[Saved data entries]
-------
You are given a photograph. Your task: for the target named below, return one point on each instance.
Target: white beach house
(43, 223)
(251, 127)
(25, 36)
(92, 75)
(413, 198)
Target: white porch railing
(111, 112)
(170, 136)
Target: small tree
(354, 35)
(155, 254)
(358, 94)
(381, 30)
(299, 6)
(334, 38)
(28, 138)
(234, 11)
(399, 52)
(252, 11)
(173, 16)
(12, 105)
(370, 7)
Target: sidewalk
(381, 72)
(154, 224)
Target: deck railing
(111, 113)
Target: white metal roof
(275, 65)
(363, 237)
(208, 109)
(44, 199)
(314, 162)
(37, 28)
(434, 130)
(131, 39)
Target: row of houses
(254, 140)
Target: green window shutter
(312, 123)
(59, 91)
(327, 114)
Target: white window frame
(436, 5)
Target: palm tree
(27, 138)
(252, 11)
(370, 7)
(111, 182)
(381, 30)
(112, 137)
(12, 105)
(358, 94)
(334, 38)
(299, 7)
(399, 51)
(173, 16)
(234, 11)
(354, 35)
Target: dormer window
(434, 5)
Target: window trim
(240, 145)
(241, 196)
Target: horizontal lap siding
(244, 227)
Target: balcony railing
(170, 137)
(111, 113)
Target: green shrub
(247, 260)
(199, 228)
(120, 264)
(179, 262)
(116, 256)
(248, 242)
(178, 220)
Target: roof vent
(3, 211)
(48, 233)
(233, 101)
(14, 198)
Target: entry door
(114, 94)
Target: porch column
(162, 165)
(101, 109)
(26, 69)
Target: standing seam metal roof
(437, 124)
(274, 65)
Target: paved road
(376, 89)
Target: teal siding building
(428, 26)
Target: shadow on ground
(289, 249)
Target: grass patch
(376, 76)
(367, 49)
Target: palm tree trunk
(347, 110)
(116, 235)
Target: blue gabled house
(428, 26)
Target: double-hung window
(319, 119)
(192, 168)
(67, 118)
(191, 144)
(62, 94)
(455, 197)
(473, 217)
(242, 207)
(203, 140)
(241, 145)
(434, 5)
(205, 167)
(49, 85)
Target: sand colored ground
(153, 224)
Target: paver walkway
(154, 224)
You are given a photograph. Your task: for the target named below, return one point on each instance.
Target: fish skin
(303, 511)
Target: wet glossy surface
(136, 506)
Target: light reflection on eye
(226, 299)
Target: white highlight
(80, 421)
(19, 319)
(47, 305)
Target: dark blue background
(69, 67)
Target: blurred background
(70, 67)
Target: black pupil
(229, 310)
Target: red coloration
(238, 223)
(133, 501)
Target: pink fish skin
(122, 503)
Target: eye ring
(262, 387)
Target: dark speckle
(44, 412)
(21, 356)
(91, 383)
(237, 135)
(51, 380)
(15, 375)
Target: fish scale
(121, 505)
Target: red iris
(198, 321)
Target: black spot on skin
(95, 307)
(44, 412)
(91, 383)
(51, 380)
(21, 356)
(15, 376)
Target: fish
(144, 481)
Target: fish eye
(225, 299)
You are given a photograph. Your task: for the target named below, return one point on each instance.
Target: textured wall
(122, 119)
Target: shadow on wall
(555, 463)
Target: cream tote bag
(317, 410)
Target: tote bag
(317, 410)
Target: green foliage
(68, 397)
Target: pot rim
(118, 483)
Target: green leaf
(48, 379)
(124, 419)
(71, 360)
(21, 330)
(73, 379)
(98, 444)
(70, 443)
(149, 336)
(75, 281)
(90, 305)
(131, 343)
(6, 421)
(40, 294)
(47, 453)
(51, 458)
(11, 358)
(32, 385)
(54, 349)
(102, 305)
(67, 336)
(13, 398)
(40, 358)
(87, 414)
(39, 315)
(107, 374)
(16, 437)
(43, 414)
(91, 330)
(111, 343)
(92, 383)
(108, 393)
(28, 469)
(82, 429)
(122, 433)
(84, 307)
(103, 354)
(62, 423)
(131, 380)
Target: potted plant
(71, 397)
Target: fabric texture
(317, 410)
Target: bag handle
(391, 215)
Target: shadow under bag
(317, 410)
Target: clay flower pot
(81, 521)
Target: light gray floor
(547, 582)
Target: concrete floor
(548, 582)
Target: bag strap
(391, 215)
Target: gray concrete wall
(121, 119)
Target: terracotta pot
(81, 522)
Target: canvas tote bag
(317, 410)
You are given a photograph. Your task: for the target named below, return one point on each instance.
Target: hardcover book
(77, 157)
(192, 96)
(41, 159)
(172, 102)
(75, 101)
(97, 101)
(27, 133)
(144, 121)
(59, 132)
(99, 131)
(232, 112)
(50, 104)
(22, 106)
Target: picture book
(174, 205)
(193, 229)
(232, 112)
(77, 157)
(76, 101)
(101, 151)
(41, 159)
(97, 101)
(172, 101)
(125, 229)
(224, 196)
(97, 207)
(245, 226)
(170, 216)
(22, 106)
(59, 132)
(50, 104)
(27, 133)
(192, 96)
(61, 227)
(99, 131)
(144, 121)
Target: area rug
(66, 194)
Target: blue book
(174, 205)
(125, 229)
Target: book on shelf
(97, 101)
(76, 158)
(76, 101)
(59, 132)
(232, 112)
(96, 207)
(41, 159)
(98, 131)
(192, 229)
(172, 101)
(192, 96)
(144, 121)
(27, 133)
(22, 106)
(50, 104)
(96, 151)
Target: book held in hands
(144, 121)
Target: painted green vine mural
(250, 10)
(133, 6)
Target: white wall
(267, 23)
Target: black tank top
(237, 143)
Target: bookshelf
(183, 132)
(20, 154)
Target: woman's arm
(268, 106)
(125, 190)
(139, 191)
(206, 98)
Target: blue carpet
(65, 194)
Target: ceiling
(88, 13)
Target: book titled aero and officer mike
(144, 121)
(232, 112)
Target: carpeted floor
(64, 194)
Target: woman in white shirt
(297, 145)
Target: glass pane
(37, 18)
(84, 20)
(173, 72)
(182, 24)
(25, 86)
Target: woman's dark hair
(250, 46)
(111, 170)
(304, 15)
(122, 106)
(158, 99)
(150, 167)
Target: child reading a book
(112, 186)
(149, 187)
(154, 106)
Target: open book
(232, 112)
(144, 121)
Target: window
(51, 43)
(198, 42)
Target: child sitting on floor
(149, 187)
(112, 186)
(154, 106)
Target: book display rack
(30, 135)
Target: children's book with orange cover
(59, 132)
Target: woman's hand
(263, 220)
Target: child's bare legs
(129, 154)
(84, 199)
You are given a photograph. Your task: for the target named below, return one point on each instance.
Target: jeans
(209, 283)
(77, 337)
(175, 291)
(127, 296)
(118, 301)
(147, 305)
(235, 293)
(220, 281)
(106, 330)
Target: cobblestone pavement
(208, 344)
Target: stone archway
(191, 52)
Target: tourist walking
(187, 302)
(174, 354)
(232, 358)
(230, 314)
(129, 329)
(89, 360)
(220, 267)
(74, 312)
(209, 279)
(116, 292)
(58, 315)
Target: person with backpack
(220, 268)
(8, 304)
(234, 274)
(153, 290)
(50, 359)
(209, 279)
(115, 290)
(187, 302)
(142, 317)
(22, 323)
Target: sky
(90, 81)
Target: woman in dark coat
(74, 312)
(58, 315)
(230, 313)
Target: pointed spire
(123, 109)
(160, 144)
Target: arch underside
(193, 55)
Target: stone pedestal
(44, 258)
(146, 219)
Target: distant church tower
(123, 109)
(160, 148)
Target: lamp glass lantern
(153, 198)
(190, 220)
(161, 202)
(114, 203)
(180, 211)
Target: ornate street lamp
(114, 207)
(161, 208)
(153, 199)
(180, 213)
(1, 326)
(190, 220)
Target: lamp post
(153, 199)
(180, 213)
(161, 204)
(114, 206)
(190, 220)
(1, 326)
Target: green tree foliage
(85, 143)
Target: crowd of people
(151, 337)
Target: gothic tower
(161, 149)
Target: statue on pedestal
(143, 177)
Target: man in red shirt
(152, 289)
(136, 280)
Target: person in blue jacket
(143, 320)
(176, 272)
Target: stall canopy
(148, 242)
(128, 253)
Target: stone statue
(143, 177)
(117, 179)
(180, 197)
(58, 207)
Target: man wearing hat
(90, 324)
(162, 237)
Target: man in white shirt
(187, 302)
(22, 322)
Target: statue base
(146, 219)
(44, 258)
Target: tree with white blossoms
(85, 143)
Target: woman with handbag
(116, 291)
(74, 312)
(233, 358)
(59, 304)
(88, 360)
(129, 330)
-------
WORK TASK:
Please copy the line that contains "Target: man wearing hat" and each line after it through the end of the records, exactly, and no other lines.

TASK ANSWER:
Target: man wearing hat
(90, 324)
(162, 237)
Target: man in white shirt
(187, 302)
(22, 322)
Target: statue base
(146, 219)
(44, 258)
Target: tree with white blossoms
(85, 143)
Target: woman with handbag
(116, 291)
(74, 312)
(233, 358)
(59, 304)
(88, 360)
(129, 330)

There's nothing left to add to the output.